DATA TO EXAMINE START
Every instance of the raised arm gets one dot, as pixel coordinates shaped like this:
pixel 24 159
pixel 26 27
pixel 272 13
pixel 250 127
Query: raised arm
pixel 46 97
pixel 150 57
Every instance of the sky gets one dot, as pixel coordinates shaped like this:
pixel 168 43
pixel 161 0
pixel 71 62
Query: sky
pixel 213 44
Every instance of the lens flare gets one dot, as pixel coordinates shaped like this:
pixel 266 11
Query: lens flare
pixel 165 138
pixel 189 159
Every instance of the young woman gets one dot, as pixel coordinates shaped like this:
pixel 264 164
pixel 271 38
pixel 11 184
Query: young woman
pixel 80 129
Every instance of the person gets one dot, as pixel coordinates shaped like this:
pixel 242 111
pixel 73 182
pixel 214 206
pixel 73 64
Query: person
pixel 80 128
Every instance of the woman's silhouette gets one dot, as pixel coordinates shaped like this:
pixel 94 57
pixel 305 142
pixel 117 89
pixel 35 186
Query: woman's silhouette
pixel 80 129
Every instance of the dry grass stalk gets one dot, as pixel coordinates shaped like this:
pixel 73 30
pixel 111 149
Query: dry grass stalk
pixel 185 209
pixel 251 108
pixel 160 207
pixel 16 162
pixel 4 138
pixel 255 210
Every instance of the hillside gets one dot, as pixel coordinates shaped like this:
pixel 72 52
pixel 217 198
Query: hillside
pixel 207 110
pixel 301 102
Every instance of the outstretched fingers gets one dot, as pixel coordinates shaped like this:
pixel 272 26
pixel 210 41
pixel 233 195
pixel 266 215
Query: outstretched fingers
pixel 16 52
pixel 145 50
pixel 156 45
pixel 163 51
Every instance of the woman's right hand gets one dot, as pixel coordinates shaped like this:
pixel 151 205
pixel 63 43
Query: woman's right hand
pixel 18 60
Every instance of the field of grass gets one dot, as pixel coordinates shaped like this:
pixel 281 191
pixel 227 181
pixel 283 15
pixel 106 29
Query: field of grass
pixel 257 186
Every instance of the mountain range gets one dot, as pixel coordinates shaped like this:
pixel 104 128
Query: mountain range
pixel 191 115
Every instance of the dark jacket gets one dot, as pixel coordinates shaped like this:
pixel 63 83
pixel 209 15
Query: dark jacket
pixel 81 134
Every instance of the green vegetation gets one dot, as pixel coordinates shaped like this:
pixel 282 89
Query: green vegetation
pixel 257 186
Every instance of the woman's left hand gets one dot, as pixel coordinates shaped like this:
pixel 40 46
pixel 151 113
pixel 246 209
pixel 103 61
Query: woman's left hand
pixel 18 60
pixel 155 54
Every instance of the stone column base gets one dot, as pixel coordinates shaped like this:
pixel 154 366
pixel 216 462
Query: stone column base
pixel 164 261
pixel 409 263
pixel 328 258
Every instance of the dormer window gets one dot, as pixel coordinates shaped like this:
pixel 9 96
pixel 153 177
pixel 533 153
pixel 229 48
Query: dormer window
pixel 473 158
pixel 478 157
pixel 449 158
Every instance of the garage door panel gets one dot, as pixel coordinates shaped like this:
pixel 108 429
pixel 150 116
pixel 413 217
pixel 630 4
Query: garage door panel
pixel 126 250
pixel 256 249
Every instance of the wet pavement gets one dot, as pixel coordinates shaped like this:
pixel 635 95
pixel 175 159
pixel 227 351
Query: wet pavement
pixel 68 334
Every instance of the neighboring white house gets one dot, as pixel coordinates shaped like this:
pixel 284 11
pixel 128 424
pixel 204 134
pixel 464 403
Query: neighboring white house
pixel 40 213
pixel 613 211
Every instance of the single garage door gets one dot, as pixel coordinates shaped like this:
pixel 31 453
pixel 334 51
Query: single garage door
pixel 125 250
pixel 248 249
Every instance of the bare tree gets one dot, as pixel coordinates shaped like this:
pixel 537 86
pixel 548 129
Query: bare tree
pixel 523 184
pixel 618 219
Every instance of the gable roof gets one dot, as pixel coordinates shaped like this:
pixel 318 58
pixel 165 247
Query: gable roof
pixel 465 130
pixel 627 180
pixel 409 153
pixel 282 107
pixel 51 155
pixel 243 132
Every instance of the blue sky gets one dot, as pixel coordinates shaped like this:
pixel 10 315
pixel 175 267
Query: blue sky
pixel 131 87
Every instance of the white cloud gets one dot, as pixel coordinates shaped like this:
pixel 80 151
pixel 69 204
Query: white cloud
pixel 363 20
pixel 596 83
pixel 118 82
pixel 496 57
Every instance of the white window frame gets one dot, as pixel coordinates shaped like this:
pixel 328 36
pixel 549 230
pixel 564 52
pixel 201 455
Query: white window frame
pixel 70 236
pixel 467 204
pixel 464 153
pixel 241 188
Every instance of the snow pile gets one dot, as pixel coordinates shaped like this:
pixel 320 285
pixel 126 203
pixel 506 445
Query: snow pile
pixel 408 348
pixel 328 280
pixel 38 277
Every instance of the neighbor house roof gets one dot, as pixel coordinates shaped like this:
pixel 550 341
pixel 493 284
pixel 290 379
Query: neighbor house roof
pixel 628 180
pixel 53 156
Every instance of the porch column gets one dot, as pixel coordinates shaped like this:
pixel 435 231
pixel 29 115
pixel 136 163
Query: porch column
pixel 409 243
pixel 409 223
DATA TO EXAMINE END
### YOUR GOAL
Every line of the data is to be printed again exactly.

### RESPONSE AREA
Every instance of the raised arm gets one dot, as pixel coordinates shaped like this:
pixel 24 159
pixel 26 27
pixel 272 13
pixel 250 127
Query: raised arm
pixel 46 97
pixel 150 57
Every instance of the sky gets one dot, as pixel coordinates shaped like this:
pixel 168 43
pixel 161 0
pixel 71 62
Query: sky
pixel 213 44
Every instance of the lens flare gets one dot, as pixel coordinates shaped like this:
pixel 266 11
Query: lens flare
pixel 165 138
pixel 189 159
Every instance of the young woman gets one dot, as pixel coordinates shaped like this:
pixel 264 164
pixel 271 38
pixel 11 184
Query: young woman
pixel 80 129
Every instance of the person gets one dot, as pixel coordinates shaped like this:
pixel 242 111
pixel 73 182
pixel 214 206
pixel 73 64
Query: person
pixel 80 128
Every instance of the woman's silhouette gets one dot, as pixel coordinates shaped like this:
pixel 94 57
pixel 305 142
pixel 117 89
pixel 35 186
Query: woman's silhouette
pixel 80 129
Every instance of the dry grass stalk gets one dot, as pixel coordinates shaped like this:
pixel 73 30
pixel 111 149
Query: dry grass stalk
pixel 185 209
pixel 251 108
pixel 160 207
pixel 16 162
pixel 4 138
pixel 255 210
Every instance of the hillside gets one dot, as pixel coordinates shaped like this:
pixel 72 52
pixel 217 198
Query: hillside
pixel 207 110
pixel 301 102
Every instance of the outstretched fingers gets one dot, as pixel coordinates shaped like this:
pixel 272 26
pixel 210 41
pixel 233 195
pixel 266 215
Query: outstretched fingers
pixel 16 52
pixel 145 50
pixel 156 45
pixel 163 51
Every instance of the woman's right hand gets one dot, as pixel coordinates shaped like this:
pixel 151 205
pixel 63 43
Query: woman's right hand
pixel 18 60
Every instance of the field of grass gets one dot, as pixel coordinates shaped like this:
pixel 281 191
pixel 227 181
pixel 283 15
pixel 106 29
Query: field of grass
pixel 257 186
Every instance of the mountain range gets one dot, as pixel coordinates shaped like this:
pixel 104 128
Query: mountain range
pixel 191 115
Every instance of the dark jacket gets one dot, as pixel coordinates shaped like this:
pixel 63 83
pixel 209 15
Query: dark jacket
pixel 81 134
Every instance of the green vegetation gets one dot, as pixel coordinates shaped like this:
pixel 282 89
Query: green vegetation
pixel 257 186
Every instance of the woman's left hand gets one dot, as pixel coordinates shaped like this:
pixel 40 46
pixel 151 113
pixel 246 209
pixel 103 61
Query: woman's left hand
pixel 18 60
pixel 155 54
Every instance of the stone column base gets one dot, as pixel coordinates shaped like this:
pixel 154 366
pixel 216 462
Query: stone column base
pixel 164 261
pixel 409 263
pixel 328 258
Every instance of the dormer window gets one dot, as pixel coordinates shaped like this:
pixel 9 96
pixel 153 177
pixel 533 153
pixel 229 48
Query: dormer window
pixel 473 158
pixel 478 157
pixel 449 158
Every instance of the garage door panel gets one dot, as pixel coordinates shaped like this:
pixel 108 429
pixel 150 116
pixel 413 217
pixel 630 4
Query: garage door panel
pixel 126 250
pixel 256 249
Every instance of the wet pavement gets one dot, as pixel coordinates shaped like this:
pixel 635 95
pixel 175 159
pixel 227 351
Query: wet pavement
pixel 68 334
Every instance of the neighboring white house gets one dot, as pixel coordinates shaped like this:
pixel 284 11
pixel 128 424
pixel 204 134
pixel 464 403
Query: neighboring white house
pixel 40 213
pixel 613 211
Every instance of the single garage door gets one dot, as pixel coordinates shaped like this:
pixel 31 453
pixel 334 51
Query: single garage door
pixel 125 250
pixel 248 249
Every instance of the bare tree gets one dot, as pixel coordinates shaped like this:
pixel 537 86
pixel 548 129
Query: bare tree
pixel 523 184
pixel 618 219
Every instance of the gable roof gets one dot, as pixel coordinates shaped like this:
pixel 318 58
pixel 165 247
Query: gable roof
pixel 465 130
pixel 627 180
pixel 409 153
pixel 282 107
pixel 51 155
pixel 243 132
Every instance of the blue sky gets one dot, as pixel coordinates shaped like this:
pixel 10 315
pixel 175 267
Query: blue sky
pixel 131 87
Every instance of the white cloud gets one dot, as pixel coordinates shaped like this:
pixel 80 151
pixel 69 204
Query: white cloud
pixel 363 20
pixel 596 83
pixel 118 82
pixel 496 57
Every instance of the white window frame gets one dot, as pixel coordinates shaped like this:
pixel 328 36
pixel 549 230
pixel 564 52
pixel 201 455
Query: white window frame
pixel 70 236
pixel 467 204
pixel 464 153
pixel 241 188
Every instance of the snow pile gets one dot, as pixel coordinates shaped like this:
pixel 320 285
pixel 126 203
pixel 506 445
Query: snow pile
pixel 408 348
pixel 328 280
pixel 38 277
Every instance of the neighbor house roof gets one dot, as pixel coordinates shaped like this:
pixel 550 341
pixel 493 284
pixel 290 379
Query: neighbor house roof
pixel 628 180
pixel 53 156
Every instance of the porch column gets one dot, as pixel coordinates shaped like this:
pixel 435 231
pixel 29 115
pixel 136 163
Query: porch column
pixel 409 243
pixel 409 223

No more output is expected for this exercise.